- [DATA FOR THIS EXERCISE]

^^^^^^^^^^^^^^^^

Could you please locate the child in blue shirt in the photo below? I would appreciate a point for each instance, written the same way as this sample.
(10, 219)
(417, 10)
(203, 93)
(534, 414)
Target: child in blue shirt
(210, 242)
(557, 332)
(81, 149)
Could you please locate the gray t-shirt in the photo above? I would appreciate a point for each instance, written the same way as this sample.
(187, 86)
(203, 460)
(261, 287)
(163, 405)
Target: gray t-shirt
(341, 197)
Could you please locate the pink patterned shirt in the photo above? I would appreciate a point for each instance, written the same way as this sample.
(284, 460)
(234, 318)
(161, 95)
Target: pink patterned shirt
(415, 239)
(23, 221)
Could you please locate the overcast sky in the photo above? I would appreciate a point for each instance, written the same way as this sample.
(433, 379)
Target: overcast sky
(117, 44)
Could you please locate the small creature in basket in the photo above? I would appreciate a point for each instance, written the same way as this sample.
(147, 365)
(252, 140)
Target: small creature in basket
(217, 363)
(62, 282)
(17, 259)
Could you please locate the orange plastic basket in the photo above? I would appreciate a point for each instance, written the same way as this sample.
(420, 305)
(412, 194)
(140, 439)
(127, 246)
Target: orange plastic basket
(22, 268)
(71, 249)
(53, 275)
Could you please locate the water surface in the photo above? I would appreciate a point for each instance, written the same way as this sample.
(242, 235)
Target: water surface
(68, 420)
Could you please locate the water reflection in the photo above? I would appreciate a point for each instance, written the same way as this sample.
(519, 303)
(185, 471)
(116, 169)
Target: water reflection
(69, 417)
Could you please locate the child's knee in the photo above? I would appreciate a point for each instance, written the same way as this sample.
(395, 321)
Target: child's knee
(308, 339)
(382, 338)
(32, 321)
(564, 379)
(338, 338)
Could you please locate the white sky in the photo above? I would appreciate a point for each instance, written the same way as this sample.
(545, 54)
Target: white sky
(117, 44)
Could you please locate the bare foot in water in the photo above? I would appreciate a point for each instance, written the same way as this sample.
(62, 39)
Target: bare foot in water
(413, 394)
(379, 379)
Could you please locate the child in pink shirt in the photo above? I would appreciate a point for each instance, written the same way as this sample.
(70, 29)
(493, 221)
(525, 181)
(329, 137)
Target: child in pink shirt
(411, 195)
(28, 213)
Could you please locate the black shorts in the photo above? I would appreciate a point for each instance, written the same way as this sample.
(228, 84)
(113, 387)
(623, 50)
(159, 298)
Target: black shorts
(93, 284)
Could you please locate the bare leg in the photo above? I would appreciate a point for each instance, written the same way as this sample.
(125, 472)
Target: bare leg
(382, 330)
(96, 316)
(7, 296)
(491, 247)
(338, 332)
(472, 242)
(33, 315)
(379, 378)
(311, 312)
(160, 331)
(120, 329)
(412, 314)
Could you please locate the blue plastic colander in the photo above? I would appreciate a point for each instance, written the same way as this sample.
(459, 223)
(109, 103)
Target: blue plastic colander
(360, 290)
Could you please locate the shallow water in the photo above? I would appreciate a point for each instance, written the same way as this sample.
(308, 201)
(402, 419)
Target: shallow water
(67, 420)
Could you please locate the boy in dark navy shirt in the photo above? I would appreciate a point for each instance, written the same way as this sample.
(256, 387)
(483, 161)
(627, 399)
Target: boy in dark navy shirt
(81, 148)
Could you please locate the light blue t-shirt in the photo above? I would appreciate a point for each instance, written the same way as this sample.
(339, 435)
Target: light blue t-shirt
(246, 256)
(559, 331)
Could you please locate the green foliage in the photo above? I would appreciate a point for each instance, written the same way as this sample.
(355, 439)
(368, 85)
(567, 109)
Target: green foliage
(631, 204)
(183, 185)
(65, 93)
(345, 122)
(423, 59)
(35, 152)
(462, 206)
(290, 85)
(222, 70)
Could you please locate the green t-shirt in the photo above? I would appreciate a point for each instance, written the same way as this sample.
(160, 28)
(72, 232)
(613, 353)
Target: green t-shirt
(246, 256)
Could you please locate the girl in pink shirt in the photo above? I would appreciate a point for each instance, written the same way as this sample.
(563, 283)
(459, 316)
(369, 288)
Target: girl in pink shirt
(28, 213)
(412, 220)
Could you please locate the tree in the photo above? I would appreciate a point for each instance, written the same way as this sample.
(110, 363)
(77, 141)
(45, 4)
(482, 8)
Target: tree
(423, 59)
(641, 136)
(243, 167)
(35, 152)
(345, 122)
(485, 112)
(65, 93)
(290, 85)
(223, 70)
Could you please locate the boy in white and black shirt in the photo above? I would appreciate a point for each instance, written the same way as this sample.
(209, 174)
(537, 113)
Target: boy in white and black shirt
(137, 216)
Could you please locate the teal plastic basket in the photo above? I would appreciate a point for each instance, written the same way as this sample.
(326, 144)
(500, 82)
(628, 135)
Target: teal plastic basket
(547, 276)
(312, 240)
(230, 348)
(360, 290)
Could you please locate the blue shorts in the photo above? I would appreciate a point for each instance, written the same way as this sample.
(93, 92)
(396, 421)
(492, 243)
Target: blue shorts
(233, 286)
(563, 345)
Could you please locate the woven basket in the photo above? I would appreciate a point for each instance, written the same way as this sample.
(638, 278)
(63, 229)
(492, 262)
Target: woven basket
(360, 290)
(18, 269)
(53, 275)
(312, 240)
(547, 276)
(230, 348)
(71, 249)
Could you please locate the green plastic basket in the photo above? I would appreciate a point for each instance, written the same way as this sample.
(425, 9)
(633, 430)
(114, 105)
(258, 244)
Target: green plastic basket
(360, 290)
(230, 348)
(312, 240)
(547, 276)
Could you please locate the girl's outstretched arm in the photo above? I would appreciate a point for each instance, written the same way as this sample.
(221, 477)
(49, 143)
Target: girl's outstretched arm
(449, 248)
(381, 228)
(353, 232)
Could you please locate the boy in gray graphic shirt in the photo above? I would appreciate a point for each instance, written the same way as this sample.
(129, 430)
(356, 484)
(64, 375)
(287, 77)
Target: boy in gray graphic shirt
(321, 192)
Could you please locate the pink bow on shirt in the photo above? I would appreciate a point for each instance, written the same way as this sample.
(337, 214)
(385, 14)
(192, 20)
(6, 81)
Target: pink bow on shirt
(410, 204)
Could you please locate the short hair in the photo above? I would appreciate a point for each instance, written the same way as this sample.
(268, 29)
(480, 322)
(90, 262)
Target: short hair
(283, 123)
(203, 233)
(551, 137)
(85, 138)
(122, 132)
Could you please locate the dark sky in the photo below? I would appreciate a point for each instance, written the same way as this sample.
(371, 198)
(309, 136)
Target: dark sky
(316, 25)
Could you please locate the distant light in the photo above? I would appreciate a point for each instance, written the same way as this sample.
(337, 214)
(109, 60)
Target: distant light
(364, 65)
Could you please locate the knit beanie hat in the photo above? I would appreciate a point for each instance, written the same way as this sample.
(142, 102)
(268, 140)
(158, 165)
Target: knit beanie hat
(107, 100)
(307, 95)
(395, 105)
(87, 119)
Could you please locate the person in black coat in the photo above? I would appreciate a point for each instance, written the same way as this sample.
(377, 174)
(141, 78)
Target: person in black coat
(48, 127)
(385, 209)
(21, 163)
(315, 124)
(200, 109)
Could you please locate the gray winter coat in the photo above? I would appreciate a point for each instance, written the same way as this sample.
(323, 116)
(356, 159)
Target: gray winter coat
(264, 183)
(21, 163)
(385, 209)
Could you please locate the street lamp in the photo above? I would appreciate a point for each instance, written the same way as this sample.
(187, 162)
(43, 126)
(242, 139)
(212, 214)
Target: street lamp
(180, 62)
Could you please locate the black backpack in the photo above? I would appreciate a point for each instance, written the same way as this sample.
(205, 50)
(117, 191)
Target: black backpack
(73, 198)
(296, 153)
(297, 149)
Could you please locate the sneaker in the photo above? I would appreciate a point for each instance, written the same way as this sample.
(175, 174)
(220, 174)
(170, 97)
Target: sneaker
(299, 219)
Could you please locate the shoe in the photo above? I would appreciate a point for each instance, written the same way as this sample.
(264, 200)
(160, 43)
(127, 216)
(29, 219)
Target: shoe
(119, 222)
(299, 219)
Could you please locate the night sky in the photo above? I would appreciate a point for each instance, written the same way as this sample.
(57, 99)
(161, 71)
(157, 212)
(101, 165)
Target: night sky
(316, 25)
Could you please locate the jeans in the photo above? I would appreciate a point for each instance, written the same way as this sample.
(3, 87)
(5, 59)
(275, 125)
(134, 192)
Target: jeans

^^^^^^^^^^^^^^^^

- [TO DO]
Since only a number is wanted, report how many lines of the listing include the word "jeans".

- [RESULT OF THE TASK]
2